Required tasks
1 - In the passage on dress superstitions, why did William the Conqueror claim that putting on his shirt of mail hind-side before was a good omen?
2 - Continue the passage on dress superstitions from its final sentence.

Top of Study text

It is lucky to put on any article of dress, particularly stockings, inside out: but if you wish the omen to hold good, you must continue to wear the reversed portion of your attire in that condition, till the regular time comes for putting it off—that is, either bedtime or ‘cleaning yourself.’ If you set it right, you will ‘change the luck.’ It will be of no use to put on anything with the wrong side out on purpose.

It is worthy of remark, in connection with this superstition, that when William the Conqueror, in arming himself for the battle of Hastings, happened to put on his shirt of mail with the hind-side before, the bystanders seem to have been shocked by it, as by an ill omen, till William claimed it as a good one, betokening that he was to be changed from a duke to a king. The phenomenon of the  hind-side before’ is so closely related to that of ‘inside out,’ that one can hardly understand their being taken for contrary omens.

The clothes of the dead will never wear long – When a person dies, and his or her clothes are given away to the poor, it is frequently remarked: ‘Ah, they may look very well, but they won’t wear; they belong to the dead.’

If a mother gives away all the baby’s clothes she has (or the cradle), she will be sure to have another baby, though she may have thought herself above such vanities.

Bottom of Study text
Top of Information supplied

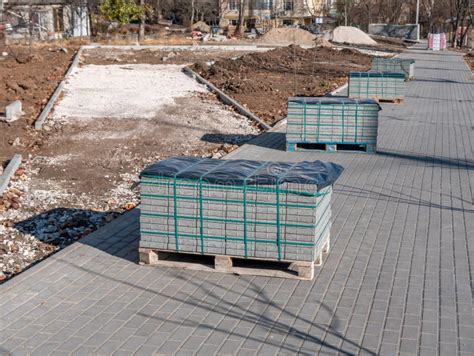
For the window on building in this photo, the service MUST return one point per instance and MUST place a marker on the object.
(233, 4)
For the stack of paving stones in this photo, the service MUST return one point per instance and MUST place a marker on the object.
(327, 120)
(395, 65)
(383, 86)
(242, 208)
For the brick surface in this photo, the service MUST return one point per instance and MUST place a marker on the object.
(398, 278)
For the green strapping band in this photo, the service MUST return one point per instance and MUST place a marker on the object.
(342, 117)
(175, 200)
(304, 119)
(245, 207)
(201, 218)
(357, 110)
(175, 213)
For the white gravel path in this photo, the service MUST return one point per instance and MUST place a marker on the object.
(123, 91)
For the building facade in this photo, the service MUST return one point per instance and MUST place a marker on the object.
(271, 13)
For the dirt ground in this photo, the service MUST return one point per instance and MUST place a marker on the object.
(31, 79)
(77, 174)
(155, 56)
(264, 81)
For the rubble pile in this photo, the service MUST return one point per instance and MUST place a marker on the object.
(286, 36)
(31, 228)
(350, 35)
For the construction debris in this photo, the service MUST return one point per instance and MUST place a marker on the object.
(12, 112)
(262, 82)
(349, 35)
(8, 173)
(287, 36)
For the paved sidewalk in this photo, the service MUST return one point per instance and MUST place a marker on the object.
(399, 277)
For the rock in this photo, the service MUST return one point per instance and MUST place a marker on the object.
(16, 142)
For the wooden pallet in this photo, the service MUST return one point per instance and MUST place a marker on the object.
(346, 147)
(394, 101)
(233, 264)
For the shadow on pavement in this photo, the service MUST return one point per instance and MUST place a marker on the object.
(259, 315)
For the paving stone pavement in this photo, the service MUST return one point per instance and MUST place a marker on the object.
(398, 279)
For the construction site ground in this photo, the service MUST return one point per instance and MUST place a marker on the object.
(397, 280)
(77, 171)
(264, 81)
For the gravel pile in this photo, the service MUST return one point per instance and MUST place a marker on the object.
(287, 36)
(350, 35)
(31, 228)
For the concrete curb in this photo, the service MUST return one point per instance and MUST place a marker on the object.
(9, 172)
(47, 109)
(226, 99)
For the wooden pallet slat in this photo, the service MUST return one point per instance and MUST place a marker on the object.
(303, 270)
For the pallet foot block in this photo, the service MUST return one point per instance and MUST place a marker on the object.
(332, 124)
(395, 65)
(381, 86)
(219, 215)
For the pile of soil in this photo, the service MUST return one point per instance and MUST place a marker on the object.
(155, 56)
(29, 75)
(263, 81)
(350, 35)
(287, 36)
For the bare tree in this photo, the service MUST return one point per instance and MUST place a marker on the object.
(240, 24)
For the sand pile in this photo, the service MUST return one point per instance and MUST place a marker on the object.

Bottom of Information supplied
Top of Information supplied

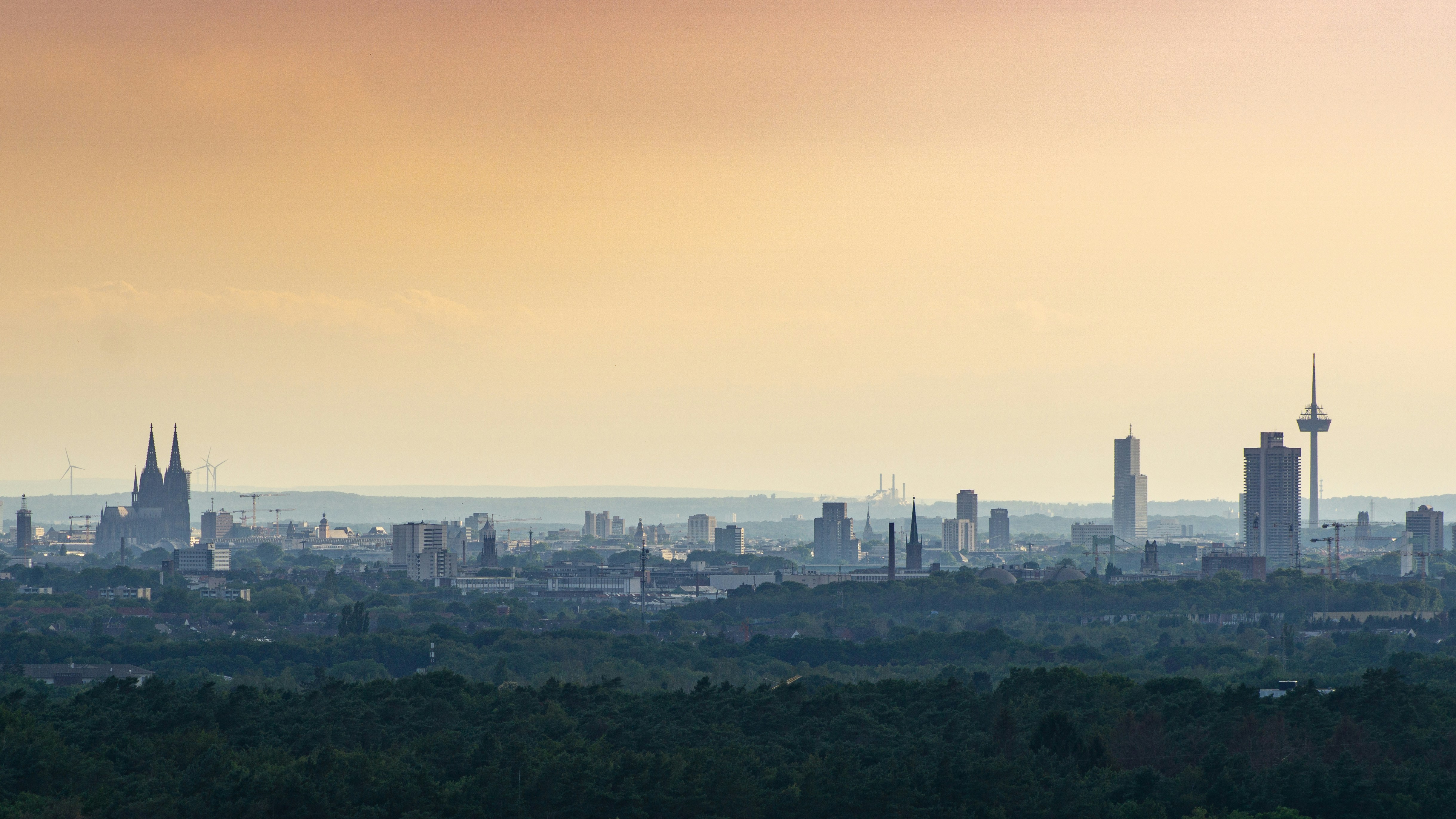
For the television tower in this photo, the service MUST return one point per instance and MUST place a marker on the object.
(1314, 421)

Bottom of Information supplied

Exercise answers
1 - He claimed it betokened that he was to be changed from a duke to a king.

2 -
If a girl’s petticoats are longer than her frock, that is a sign that her father loves her better than her mother does—perhaps because it is plain that her mother does not attend so much to her dress as she ought to do, whereas her father may love her as much as you please, and at the same time be very ignorant or unobservant of the rights and wrongs of female attire.

While upon the subject of clothes, I may mention a ludicrous Suffolk phrase descriptive of a person not quite so sharp as he might be: he is spoken of as ‘short of buttons,’ being, I suppose, considered an unfinished article.